_Selection_
The costs and features associated with travel credit and debit cards can wildly differ, so it’s important to compare each option carefully.
As with the other travel money options, there are pros and cons to using travel credit cards or debit cards – and it’s often worth bringing one of each along on your journey, just in case.
Travel credit cards offer numerous benefits, such as good exchange rates, funds available up to your credit limit, and pre-authorisation for hotel bookings. Many cards also offer concierge services to make bookings easier. You just have to remember to pay off your travel debt quickly to avoid paying too much in interest. Avoid paying too much with our guide to using travel credit cards.
Travel debit cards typically offer cheaper ATM access and more control over your spending, since you’re using your own money. This can be a lower cost option as long as you don’t overspend and blow your budget. It’s handy to have a credit card just in case, since this can be used for pre-authorisations or if your debit card is stolen. Use your savings wisely with our guide to using travel debit cards.
Canstar compares travel credit and debit cards with our unique, sophisticated methodology, considering both pricing and features.
Canstar compares hundreds of credit and debit cards for travel purposes, awarding our 5-star rating to products offering outstanding value for Australian travellers overseas.
Some of the features Canstar compares for travel credit and debit cards include:
You can read the full star ratings report for more information, or compare travel credit and debit cards yourself, based on your own financial requirements, using the comparison selector tool at the top of the page.
Written by: TJ Ryan and Tim Smith
Please note that these are a general explanation of the meaning of terms used in relation to travel credit and debit cards. Your provider may use different wording and you should read the terms and conditions of your product carefully to understand what you are and are not covered for. Refer to the product disclosure statement (PDS) from your provider.
Accommodation: Any type of dwelling or lodging where you pay a fee to stay overnight.
Cash advance fee: A fee charged to your travel money card to make a cash withdrawal from an ATM or at the check-out.

_Information shown_
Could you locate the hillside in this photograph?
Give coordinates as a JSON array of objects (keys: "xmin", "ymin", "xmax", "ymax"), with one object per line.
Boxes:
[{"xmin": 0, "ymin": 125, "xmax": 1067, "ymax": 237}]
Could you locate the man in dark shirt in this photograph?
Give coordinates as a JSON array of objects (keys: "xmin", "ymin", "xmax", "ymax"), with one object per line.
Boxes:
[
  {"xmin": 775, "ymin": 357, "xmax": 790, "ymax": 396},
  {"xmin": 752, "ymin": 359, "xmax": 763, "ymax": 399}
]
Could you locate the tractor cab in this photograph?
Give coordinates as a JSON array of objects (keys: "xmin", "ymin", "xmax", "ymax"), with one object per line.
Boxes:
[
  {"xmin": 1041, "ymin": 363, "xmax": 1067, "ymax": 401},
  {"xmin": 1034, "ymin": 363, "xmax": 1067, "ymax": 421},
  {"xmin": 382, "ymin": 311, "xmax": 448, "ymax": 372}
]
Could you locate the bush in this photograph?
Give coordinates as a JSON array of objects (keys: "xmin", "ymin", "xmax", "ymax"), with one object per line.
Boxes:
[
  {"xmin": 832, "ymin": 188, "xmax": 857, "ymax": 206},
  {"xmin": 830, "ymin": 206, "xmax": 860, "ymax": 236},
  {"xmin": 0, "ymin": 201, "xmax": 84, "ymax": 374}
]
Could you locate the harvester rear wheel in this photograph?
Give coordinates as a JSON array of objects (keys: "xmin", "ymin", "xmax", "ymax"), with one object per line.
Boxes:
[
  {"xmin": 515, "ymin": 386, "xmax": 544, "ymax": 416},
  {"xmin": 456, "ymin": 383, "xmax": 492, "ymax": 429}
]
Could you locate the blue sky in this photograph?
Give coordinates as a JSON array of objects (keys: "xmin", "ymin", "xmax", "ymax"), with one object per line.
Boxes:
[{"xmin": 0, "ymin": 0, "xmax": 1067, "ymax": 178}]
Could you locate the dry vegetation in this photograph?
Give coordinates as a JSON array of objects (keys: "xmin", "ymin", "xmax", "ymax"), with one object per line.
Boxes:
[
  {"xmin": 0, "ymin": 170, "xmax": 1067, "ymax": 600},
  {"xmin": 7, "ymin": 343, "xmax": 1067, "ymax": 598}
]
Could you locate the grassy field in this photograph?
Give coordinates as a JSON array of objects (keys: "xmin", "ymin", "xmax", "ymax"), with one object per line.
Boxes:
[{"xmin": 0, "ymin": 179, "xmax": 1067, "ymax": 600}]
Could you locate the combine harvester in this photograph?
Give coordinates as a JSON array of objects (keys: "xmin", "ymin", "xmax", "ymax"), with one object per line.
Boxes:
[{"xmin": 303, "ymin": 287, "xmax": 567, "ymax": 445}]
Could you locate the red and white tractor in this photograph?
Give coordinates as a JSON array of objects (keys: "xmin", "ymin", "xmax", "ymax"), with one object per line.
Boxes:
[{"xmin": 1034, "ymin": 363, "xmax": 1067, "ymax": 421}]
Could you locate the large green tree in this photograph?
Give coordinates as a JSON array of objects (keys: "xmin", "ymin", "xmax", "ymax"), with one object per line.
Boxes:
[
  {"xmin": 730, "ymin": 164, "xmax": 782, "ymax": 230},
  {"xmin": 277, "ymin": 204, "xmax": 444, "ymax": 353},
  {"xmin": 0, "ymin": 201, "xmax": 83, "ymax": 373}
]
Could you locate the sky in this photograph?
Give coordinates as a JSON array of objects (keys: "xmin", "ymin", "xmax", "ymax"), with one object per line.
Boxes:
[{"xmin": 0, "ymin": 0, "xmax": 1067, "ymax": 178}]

_Problem_
Swap "provider" for "card issuer" and write out the travel card text starting at "Written by: TJ" and ending at "from your provider.".

_Complete answer_
Written by: TJ Ryan and Tim Smith
Please note that these are a general explanation of the meaning of terms used in relation to travel credit and debit cards. Your card issuer may use different wording and you should read the terms and conditions of your product carefully to understand what you are and are not covered for. Refer to the product disclosure statement (PDS) from your card issuer.